__Action item__
In the Hacker News post about Airweave, write out everything from "[HN Gopher] Show" down to "app or database." word for word.

─── Text for analysis ───

[HN Gopher] Show HN: Airweave - Let agents search any app
___________________________________________________________________
Show HN: Airweave - Let agents search any app
Hey HN, we're Lennert and Rauf. We're building Airweave
(https://github.com/airweave-ai/airweave), an open-source tool that
lets agents search and retrieve data from any app or database.
Here's a general intro:
https://www.youtube.com/watch?v=EFI-7SYGQ48, and here's a longer
one that shows more real-world use cases, examples of how Airweave
is used by Cursor (0:33) and Claude desktop (2:04), etc.:
https://youtu.be/p2dl-39HwQo A couple of months ago we were
building agents that interacted with different apps and were
frustrated when they struggled to handle vague natural language
requests like "resolve that one Linear issue about missing auth
configs", "if you get an email from an unsatisfied customer,
reimburse their payment in Stripe", or "what were the returns for
Q1 based on the financials sheet in gdrive?", only to have the
agent inefficiently chain together loads of function calls to find
the data or not find it at all and hallucinate. We also noticed
that despite the rise of MCP creating more desire for agents to
interact with external resources, the majority of agent dev tooling
focused on function calling and actions instead of search. We were
annoyed by the lack of tooling that enabled agents to semantically
search workspace or database contents, so we started building
Airweave first as an internal solution. Then we decided to open-
source it and pursue it full time after we got positive reactions
from coworkers and other agent builders. Airweave connects to
productivity tools, databases, or document stores via their APIs
and transforms their contents into searchable knowledge bases,
accessible through a standardized interface for the agent. The
search interface is exposed via REST or MCP. When using MCP,
Airweave essentially builds a semantically searchable MCP server on
top of the resource. The platform handles the entire data pipeline
from connection and extraction to chunking, embedding, and serving.
To ensure knowledge is current, it has automated sync capabilities,
with configurable schedules and change detection through content
hashing. We built it with support for white-labeled multi-tenancy
to provide OAuth2-based integration across multiple user accounts
while maintaining privacy and security boundaries. We're also
actively working on permission-awareness (i.e., RBAC on the data)
for the platform. So happy to share learnings and get insights
from your experiences. looking forward to comments!
Author : lennertjansen
Score : 101 points
Date : 2025-05-12 15:34 UTC (7 hours ago)
(HTM) web link (github.com)
(TXT) w3m dump (github.com)
| reneBond wrote:
| Had meetings with a ton of MCP-server providers, no one came
| close to Airweave's retrieval accuracy. I even tried Zapier and
| similar large companies, didn't come near airweave. Highly highly
| recommend if you need third party integrations to your AI agents
| or workflows. Love the team too, cracked, cool, kind, and always
| there to support their customers (they even took one of their
| customers dog on a walk when they couldn't lol)
| risyachka wrote:
| Noob here - why would mcp providers have a good accuracy?

─── Source information ───

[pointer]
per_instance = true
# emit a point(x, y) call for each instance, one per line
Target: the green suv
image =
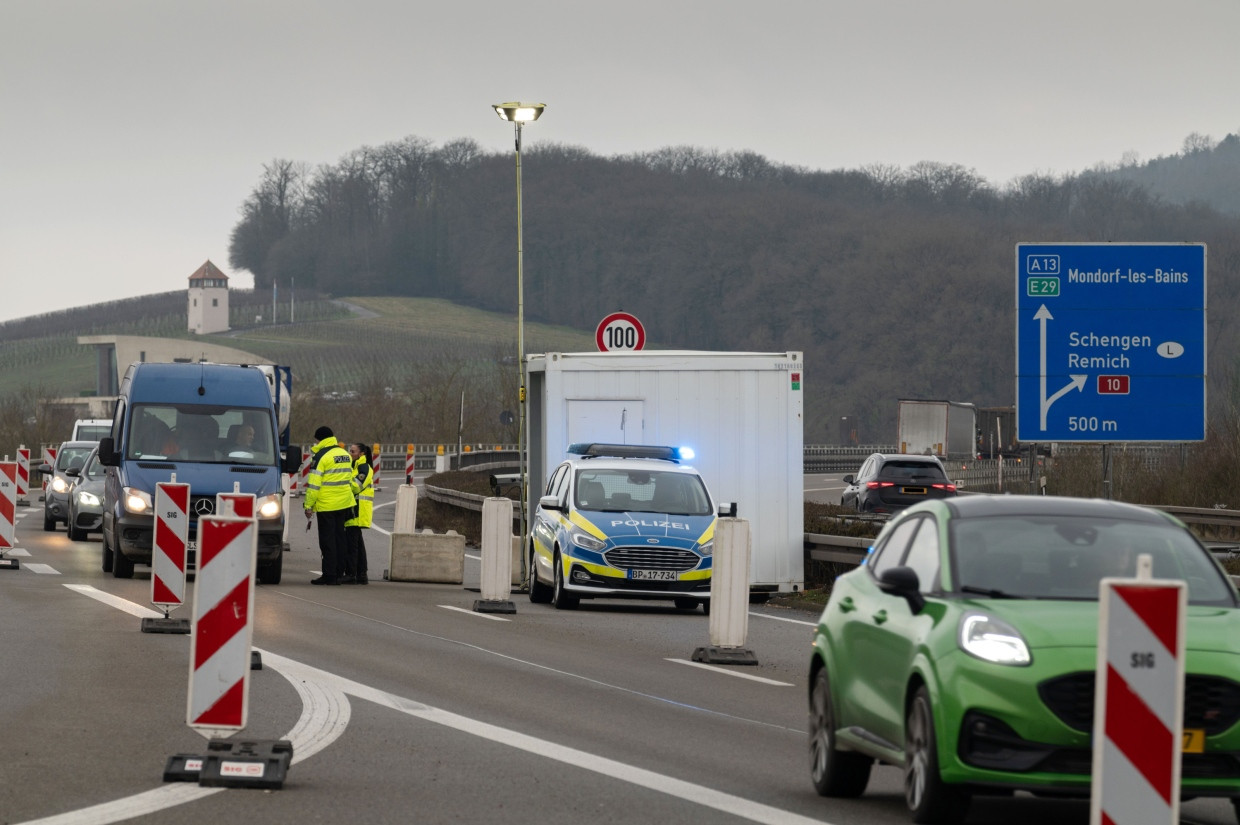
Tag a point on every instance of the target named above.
point(964, 651)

───

__Output__
[HN Gopher] Show HN: Airweave - Let agents search any app
___________________________________________________________________
Show HN: Airweave - Let agents search any app
Hey HN, we're Lennert and Rauf. We're building Airweave
(https://github.com/airweave-ai/airweave), an open-source tool that
lets agents search and retrieve data from any app or database.